== ITEMS ==
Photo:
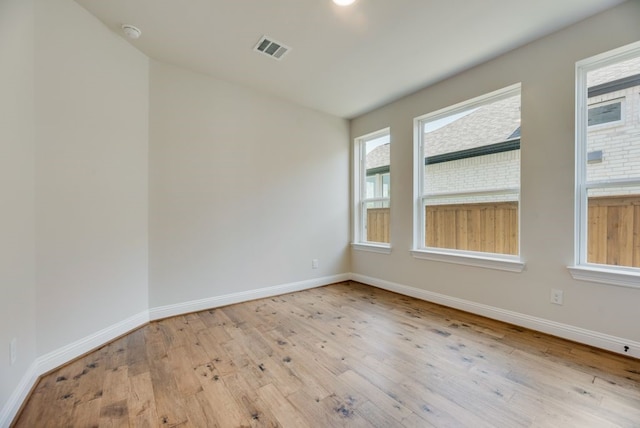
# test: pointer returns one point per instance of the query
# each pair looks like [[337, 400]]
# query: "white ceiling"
[[344, 61]]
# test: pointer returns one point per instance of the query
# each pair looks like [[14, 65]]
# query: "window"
[[467, 176], [372, 190], [602, 113], [608, 167]]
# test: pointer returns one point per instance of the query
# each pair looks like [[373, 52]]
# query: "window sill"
[[489, 261], [372, 248], [606, 275]]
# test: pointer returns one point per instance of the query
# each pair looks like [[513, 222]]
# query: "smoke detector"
[[130, 31], [270, 47]]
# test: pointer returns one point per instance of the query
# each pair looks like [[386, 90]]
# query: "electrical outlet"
[[14, 350], [557, 297]]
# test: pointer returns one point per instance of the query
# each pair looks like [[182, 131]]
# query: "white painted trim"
[[243, 296], [67, 353], [372, 248], [12, 406], [565, 331], [87, 344], [611, 276], [484, 260]]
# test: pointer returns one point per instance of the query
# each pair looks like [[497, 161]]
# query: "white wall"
[[91, 175], [17, 282], [546, 69], [245, 189]]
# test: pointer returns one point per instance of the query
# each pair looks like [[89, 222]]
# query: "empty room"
[[320, 213]]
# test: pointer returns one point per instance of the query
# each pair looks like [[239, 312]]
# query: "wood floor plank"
[[342, 355]]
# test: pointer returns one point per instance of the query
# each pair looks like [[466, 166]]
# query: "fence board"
[[378, 223], [484, 227], [613, 228]]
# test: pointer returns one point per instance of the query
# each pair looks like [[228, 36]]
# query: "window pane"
[[472, 178], [377, 221], [613, 94], [373, 184], [613, 235], [605, 113]]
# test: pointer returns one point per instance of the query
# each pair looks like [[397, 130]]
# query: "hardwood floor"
[[341, 355]]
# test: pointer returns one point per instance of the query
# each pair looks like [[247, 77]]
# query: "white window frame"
[[360, 199], [497, 261], [581, 269]]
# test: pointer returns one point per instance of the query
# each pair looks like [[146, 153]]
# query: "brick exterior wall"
[[481, 173], [619, 142]]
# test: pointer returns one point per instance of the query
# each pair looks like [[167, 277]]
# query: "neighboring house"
[[472, 168], [378, 177], [485, 155]]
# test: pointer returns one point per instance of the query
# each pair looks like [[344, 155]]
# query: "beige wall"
[[17, 281], [546, 69], [91, 175], [245, 189]]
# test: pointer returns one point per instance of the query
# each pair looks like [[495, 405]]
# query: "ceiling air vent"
[[271, 48]]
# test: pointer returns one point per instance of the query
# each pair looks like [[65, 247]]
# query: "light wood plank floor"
[[341, 355]]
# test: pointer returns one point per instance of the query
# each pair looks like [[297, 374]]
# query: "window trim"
[[359, 241], [497, 261], [581, 269]]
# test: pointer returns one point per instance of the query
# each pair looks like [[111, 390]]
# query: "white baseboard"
[[12, 406], [565, 331], [80, 347], [63, 355], [87, 344], [243, 296]]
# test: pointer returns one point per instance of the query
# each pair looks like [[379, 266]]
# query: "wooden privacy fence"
[[378, 225], [613, 228], [487, 227]]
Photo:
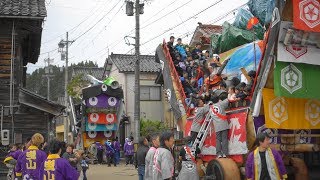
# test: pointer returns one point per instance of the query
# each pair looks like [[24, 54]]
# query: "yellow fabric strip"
[[273, 163], [33, 148], [290, 113], [53, 156]]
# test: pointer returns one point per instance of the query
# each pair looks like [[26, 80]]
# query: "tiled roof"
[[204, 31], [93, 71], [30, 8], [126, 63]]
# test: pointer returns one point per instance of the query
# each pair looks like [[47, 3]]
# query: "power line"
[[182, 22], [75, 27], [96, 22], [106, 25]]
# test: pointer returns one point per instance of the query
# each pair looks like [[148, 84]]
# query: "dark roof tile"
[[126, 63], [31, 8]]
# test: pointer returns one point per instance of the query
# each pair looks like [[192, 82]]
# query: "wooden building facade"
[[22, 112]]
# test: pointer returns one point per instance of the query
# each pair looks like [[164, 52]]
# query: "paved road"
[[121, 172]]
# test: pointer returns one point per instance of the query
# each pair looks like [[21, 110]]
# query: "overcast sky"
[[99, 26]]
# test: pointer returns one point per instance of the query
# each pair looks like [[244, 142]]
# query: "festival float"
[[284, 101]]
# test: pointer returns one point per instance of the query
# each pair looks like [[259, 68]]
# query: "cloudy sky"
[[99, 26]]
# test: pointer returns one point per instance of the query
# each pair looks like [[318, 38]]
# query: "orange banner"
[[290, 113], [306, 15]]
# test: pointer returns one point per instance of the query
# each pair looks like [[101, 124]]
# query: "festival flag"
[[252, 22], [290, 113], [306, 15], [296, 80]]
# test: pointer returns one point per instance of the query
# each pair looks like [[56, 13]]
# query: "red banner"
[[306, 15], [101, 118], [237, 135]]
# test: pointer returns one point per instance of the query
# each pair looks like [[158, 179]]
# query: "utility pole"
[[48, 74], [137, 74], [64, 56]]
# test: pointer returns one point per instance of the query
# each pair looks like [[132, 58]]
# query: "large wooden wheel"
[[222, 169]]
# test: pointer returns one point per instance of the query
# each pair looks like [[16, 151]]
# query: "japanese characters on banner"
[[306, 15], [237, 135], [290, 113], [93, 136], [259, 125], [298, 46]]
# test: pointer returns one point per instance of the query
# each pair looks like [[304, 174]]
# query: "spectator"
[[141, 157], [149, 157], [202, 110], [188, 162], [231, 94], [181, 49], [128, 149], [56, 167], [70, 156], [264, 163], [110, 153], [163, 159], [196, 53], [30, 160], [99, 152], [116, 145]]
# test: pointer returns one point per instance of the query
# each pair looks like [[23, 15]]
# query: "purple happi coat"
[[99, 146], [58, 168], [116, 146], [29, 162], [13, 155], [128, 148], [109, 149], [253, 163]]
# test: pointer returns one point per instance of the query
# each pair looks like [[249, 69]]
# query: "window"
[[150, 93]]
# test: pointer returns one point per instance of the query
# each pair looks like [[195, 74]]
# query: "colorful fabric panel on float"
[[101, 118], [101, 127], [93, 136], [102, 101], [290, 113]]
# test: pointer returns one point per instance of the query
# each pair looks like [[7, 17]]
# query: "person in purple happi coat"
[[110, 153], [116, 145], [265, 163], [128, 149], [11, 159], [55, 167], [28, 163]]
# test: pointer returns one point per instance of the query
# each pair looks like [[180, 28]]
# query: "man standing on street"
[[149, 157], [141, 156], [265, 163]]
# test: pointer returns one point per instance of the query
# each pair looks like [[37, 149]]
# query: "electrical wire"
[[96, 22]]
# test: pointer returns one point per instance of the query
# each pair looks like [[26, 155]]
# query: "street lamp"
[[64, 56]]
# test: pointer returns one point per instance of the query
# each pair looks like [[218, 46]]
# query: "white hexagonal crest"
[[291, 78], [278, 110], [312, 112], [309, 12]]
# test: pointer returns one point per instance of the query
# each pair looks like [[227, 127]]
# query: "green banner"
[[297, 80]]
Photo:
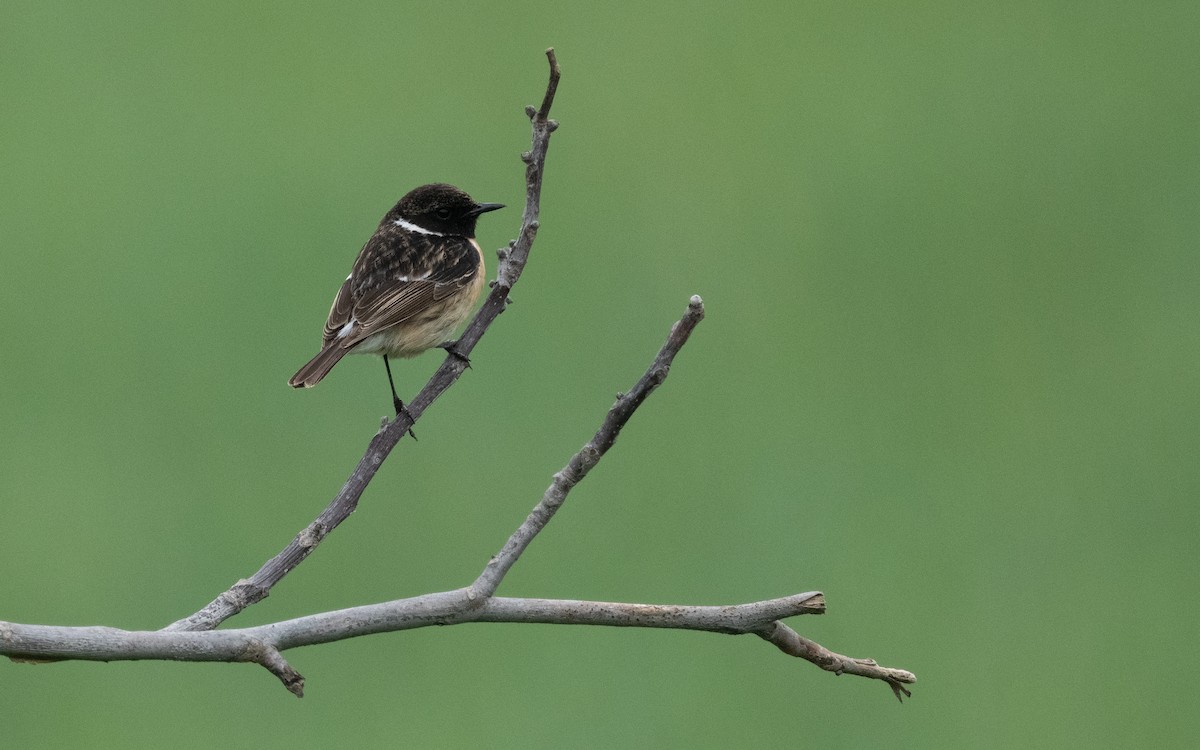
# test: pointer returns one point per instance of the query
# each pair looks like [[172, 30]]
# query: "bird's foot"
[[400, 409]]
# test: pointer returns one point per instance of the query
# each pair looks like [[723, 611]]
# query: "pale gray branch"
[[193, 639], [513, 262], [591, 454]]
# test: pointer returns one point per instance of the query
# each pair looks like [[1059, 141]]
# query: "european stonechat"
[[414, 281]]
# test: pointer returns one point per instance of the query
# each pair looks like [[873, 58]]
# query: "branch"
[[195, 639], [475, 604], [513, 259], [591, 454]]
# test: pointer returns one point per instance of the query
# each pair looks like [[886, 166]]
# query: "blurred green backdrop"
[[948, 373]]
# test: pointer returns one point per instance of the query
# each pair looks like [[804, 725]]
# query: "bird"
[[414, 281]]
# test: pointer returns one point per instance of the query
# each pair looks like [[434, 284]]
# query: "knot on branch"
[[312, 534]]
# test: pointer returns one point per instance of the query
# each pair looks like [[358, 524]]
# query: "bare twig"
[[591, 454], [513, 261], [475, 604], [195, 639]]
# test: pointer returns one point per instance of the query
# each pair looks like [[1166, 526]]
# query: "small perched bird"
[[414, 281]]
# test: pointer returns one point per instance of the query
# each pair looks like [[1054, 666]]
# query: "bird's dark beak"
[[484, 208]]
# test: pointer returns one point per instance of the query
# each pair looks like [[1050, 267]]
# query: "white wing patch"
[[411, 227]]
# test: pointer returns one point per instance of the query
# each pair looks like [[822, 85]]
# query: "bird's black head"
[[439, 208]]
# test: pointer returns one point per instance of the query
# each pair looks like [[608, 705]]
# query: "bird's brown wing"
[[340, 312], [394, 281]]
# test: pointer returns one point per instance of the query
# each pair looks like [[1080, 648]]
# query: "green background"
[[948, 375]]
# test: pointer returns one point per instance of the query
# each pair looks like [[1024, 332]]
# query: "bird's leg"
[[451, 348], [395, 400]]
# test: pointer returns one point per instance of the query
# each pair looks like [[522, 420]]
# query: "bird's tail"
[[318, 366]]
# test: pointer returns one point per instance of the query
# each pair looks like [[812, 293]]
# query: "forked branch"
[[195, 637]]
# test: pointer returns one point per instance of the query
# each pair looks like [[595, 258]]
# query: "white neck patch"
[[411, 227]]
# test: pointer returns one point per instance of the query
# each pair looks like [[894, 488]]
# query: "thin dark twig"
[[513, 261]]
===
● **WHAT YOU ARE ASKED TO DO**
Write out the material word for word, starting at its first line and ending with the line that contains "[[91, 175], [17, 282], [546, 69], [245, 189]]", both included. Leave the pictures out.

● **EXERCISE OUTPUT**
Photo:
# test: pointer returns one point per instance of the query
# each pair looks like [[337, 400]]
# query: "white ceiling"
[[344, 61]]
# test: pointer returns one point per instance of the query
# each pair looks like [[14, 65]]
# query: "window"
[[467, 176], [372, 190], [602, 113], [608, 167]]
# test: pointer returns one point per instance of the query
# each pair looks like [[373, 52]]
# query: "window sill"
[[489, 261], [372, 248], [606, 275]]
# test: pointer returns one point per instance of the query
# each pair looks like [[513, 222]]
# query: "smoke detector"
[[130, 31], [270, 47]]
# test: pointer returns one point per instance of the query
# each pair looks like [[386, 90]]
# query: "electrical outlet"
[[14, 350], [557, 297]]
# test: pointer returns one point per instance of the query
# each pair looks like [[182, 131]]
# query: "white painted trim"
[[243, 296], [67, 353], [372, 248], [12, 406], [565, 331], [87, 344], [611, 276], [484, 260]]
# test: pointer returns one point per instance of the query
# each pair looks like [[497, 161]]
# query: "white wall"
[[91, 175], [17, 282], [546, 69], [245, 189]]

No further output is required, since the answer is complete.